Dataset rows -

──────────────────────────────

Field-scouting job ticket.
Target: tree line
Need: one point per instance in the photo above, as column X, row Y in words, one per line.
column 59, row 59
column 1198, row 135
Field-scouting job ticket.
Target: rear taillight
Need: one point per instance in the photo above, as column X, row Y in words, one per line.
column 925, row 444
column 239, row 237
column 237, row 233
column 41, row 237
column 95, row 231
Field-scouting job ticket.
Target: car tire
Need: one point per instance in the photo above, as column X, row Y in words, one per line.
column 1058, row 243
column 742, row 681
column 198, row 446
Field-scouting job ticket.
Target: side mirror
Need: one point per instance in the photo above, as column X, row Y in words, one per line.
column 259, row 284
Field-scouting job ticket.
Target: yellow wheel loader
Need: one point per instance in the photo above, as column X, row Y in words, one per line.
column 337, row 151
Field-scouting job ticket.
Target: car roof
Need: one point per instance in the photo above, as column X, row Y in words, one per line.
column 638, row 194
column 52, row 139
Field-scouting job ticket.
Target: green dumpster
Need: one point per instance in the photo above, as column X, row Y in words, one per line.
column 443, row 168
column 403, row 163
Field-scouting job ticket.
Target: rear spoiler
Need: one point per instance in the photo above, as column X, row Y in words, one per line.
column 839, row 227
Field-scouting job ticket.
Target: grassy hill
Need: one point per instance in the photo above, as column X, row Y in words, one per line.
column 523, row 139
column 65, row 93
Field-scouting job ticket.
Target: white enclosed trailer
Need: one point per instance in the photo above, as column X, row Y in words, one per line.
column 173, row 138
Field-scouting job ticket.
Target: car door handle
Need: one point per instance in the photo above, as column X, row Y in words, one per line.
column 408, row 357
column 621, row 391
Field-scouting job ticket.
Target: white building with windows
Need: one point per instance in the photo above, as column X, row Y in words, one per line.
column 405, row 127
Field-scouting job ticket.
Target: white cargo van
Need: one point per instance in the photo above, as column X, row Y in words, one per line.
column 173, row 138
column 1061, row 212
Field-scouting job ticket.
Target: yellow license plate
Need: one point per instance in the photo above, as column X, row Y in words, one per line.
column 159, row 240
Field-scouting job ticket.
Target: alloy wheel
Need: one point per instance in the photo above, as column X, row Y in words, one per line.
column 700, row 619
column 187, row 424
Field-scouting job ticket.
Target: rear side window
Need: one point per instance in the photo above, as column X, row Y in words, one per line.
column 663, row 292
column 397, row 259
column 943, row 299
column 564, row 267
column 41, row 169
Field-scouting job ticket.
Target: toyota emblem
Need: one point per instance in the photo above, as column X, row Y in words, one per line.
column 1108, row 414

──────────────────────────────

GOAL -
Show each line of the items above that contains the string "side". Matching is case-sensitive.

RESPONSE TO THE TASK -
Target: side mirror
Target: rear side window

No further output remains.